#### [TASK ITEM]
Copy every entry exactly.

#### [RECORDS SHOWN]

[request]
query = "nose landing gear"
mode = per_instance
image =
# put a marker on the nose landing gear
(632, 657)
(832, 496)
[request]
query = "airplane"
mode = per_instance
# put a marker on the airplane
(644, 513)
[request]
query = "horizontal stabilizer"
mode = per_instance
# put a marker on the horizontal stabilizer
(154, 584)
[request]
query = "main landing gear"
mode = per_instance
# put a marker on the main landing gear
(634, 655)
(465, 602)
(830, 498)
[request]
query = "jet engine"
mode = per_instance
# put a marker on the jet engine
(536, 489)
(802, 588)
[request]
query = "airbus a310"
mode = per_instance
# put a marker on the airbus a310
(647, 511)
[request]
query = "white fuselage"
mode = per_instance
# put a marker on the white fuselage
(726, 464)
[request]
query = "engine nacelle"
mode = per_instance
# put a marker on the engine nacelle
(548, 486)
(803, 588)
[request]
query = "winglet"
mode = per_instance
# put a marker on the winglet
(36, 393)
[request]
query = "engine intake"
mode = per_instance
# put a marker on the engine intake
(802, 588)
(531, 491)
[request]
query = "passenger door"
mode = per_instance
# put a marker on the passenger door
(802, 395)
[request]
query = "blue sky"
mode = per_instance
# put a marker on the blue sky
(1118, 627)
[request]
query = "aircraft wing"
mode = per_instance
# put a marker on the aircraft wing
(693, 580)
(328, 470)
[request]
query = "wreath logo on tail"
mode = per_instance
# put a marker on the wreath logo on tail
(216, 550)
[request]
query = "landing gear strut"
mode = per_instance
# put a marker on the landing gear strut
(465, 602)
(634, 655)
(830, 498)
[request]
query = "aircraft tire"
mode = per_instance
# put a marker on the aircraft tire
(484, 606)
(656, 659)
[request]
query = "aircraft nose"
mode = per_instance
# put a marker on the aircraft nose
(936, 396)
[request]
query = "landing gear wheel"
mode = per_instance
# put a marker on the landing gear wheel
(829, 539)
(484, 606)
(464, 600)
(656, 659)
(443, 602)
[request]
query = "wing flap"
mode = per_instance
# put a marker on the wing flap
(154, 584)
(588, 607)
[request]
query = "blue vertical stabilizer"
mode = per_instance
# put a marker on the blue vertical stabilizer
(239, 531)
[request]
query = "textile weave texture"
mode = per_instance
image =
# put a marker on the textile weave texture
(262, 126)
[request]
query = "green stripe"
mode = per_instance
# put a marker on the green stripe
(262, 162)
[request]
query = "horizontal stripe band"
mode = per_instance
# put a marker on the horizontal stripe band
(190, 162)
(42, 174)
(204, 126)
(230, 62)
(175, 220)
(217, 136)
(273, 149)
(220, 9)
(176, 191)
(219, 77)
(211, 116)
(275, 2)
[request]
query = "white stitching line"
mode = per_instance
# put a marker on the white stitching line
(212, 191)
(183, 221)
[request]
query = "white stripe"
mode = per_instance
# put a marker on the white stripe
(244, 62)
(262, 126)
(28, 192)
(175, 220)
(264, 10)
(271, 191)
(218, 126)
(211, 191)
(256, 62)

#### [REPLY]
[request]
query = "nose landing gear"
mode = per_instance
image =
# put a marker on the nose landing gear
(632, 657)
(832, 496)
[request]
query = "airplane"
mode = per_instance
# put a marker on the airplane
(644, 513)
[request]
query = "horizontal stabilizer"
mode = per_instance
# put a marker on the horizontal stabilizer
(154, 584)
[request]
query = "main landing gear"
mode = per_instance
# put a marker on the main landing gear
(634, 655)
(465, 602)
(830, 498)
[request]
query = "jet engine"
mode = per_instance
# put a marker on the jet engine
(536, 489)
(802, 588)
[request]
query = "airbus a310"
mode = per_instance
# put a marker on the airbus a310
(647, 511)
[request]
query = "white fuselage"
mode = per_instance
# put a marker on the white fuselage
(726, 464)
[request]
query = "engine nacelle"
mode = per_instance
# put a marker on the engine nacelle
(548, 486)
(803, 588)
[request]
query = "winglet"
mode = per_instance
# put a marker on the winglet
(36, 393)
[request]
query = "engine intake"
mode = per_instance
# put a marker on the engine intake
(802, 588)
(531, 491)
[request]
query = "passenger door"
mode = per_instance
# put a marker on the passenger door
(802, 395)
[request]
query = "blue sky"
mode = per_instance
# put a marker on the blue sky
(1118, 627)
[request]
query = "aircraft wing"
mode = per_instance
# put a marker on the aircraft wing
(693, 580)
(328, 470)
[request]
query = "wreath logo on tail"
mode = per_instance
# put a marker on the wreath logo on tail
(216, 550)
[request]
query = "landing gear strut"
mode = per_instance
# put a marker on the landing gear strut
(465, 602)
(634, 655)
(830, 498)
[request]
query = "aircraft tire"
mode = per_instance
# put a marker on the aircraft tire
(484, 606)
(656, 659)
[request]
query = "aircraft nose"
mode = per_instance
# put a marker on the aircraft nose
(936, 396)
[request]
query = "landing gear wheel"
mode = per_instance
# put a marker on the landing gear wheel
(829, 539)
(484, 606)
(464, 600)
(656, 659)
(443, 602)
[request]
query = "wing flap"
mode = per_instance
# put a marker on the wing flap
(154, 584)
(588, 607)
[request]
query = "blue vertical stabilizer"
mode = per_instance
# put a marker on the blue vertical stabilizer
(239, 531)
[request]
query = "textile weave texture"
mode = per_instance
image =
# put a marker on the textile weave texture
(262, 126)
[request]
query = "green stripe"
mode = per_instance
# put a marker on the green stripe
(262, 162)
[request]
query = "horizontal stripe band"
mode = per_instance
# put a marker on the horizontal stripe band
(190, 162)
(42, 174)
(204, 126)
(230, 62)
(175, 220)
(217, 136)
(273, 149)
(220, 9)
(176, 191)
(219, 77)
(211, 116)
(275, 2)
[request]
query = "white stitching line"
mode = per_instance
# put a marker on the white stitching line
(212, 191)
(183, 221)
[request]
query = "white stripe"
mode = per_instance
# put a marker on the white stripe
(244, 62)
(262, 126)
(28, 192)
(175, 220)
(264, 10)
(271, 191)
(218, 126)
(211, 191)
(256, 62)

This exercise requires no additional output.